start Available records
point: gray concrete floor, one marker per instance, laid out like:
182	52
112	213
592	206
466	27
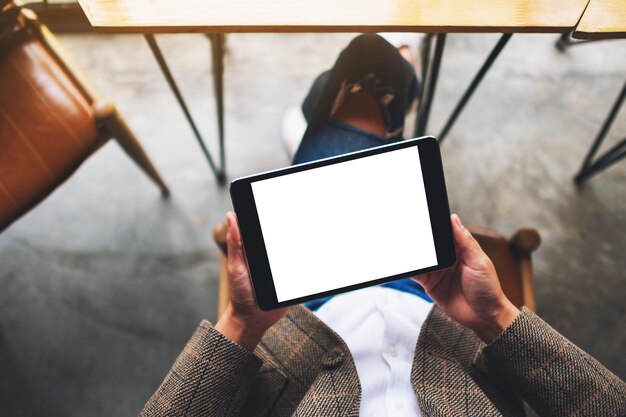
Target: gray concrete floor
102	284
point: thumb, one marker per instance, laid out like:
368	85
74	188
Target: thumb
465	242
469	250
236	262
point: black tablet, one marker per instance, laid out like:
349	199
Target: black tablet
346	222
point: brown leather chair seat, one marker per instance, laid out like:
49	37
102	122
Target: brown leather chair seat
50	120
47	127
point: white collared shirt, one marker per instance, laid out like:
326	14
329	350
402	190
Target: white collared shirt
380	326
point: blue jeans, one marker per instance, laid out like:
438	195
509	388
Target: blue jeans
376	66
368	63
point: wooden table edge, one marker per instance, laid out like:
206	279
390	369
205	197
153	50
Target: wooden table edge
583	34
325	29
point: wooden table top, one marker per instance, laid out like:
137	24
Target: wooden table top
163	16
603	19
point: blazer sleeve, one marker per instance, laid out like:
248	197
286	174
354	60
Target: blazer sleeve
550	373
211	377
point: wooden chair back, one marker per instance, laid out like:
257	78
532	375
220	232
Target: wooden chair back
50	120
511	258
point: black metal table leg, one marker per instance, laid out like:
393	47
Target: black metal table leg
613	155
154	47
430	83
475	82
217	49
425	47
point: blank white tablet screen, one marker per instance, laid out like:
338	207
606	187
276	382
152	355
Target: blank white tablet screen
344	224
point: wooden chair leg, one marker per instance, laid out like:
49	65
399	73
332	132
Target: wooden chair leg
106	114
524	242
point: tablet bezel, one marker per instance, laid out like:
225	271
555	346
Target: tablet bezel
252	236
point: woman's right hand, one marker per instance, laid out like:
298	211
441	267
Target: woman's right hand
243	321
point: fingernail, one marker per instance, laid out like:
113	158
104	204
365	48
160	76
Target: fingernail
457	220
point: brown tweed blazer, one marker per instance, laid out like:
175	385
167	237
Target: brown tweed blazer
302	368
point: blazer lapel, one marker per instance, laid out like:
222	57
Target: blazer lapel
309	368
443	375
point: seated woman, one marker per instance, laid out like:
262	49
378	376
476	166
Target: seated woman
454	345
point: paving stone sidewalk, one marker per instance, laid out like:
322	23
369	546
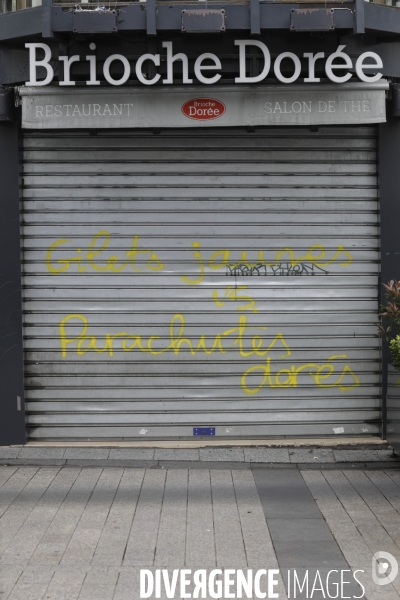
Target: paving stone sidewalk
210	457
71	533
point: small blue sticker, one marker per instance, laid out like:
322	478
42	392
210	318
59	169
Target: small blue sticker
204	431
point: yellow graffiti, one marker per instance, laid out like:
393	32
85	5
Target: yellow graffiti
316	255
291	374
223	342
97	246
233	294
177	339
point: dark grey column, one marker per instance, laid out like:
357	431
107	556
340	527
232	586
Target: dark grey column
389	179
12	418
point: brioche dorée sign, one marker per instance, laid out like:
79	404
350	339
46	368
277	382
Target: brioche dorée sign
203	109
179	106
207	66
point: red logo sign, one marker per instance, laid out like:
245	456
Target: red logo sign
203	109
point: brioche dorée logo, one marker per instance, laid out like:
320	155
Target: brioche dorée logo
203	109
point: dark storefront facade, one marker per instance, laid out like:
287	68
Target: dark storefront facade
207	207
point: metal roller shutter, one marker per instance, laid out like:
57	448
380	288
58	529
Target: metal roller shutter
218	279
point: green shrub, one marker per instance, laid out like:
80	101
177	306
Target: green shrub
394	346
389	327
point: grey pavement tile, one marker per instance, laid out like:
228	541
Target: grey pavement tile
16	514
376	501
307	530
108	463
142	540
222	454
312	455
266	455
128	585
229	545
171	541
85	538
356	455
99	585
66	584
112	543
23	545
284	494
182	454
14	486
52	546
7	452
386	486
33	462
31	585
43	453
256	537
8	578
87	453
5	474
374	591
200	545
320	584
171	464
131	454
386	455
318	554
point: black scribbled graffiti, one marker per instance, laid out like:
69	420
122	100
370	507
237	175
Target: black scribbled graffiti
279	269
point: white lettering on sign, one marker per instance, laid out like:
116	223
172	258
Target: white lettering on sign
338	66
83	110
317	106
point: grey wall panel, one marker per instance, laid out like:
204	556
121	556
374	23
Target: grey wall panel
227	280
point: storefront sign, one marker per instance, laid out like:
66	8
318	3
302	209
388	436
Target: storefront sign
207	66
346	104
203	109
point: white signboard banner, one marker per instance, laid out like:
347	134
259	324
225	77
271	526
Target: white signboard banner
221	106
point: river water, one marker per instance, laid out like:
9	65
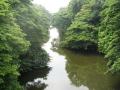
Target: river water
68	70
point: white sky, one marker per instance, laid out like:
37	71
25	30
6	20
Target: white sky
52	5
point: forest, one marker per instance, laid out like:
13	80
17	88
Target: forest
23	30
91	26
86	26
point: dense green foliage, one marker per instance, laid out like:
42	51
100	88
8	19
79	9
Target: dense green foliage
91	25
81	30
34	21
22	25
109	34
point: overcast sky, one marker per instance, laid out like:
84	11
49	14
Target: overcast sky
52	5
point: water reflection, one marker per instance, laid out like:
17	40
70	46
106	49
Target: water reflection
29	81
89	70
70	71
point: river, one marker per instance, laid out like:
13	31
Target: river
68	70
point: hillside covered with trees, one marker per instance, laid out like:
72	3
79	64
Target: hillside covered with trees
91	26
23	30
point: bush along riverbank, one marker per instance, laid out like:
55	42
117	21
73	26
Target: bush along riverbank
91	25
23	30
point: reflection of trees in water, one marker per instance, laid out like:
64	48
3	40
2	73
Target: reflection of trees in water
36	86
27	79
89	71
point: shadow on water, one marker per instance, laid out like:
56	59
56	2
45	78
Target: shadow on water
27	79
89	70
70	71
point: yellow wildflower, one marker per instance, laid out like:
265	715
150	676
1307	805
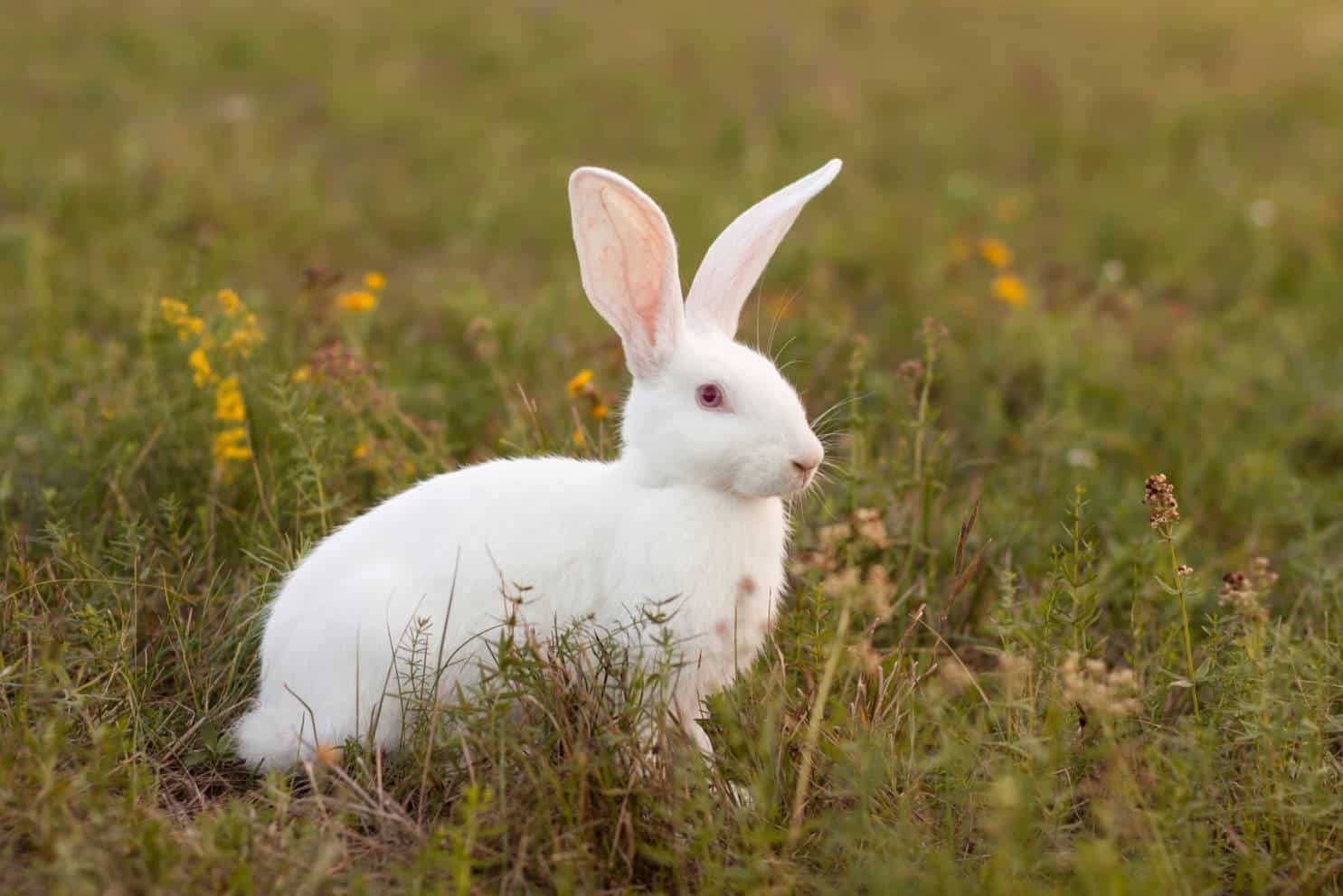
end Available records
#### Task to carry out
Select every line in the lines above that contains the word "graffiti", and copy each one out. Case counts.

#### The output
point: yellow graffiti, one marker per instance, laid out like:
Target: yellow graffiti
point: black scribbled graffiti, one marker per instance, laid out like:
Target: black scribbled graffiti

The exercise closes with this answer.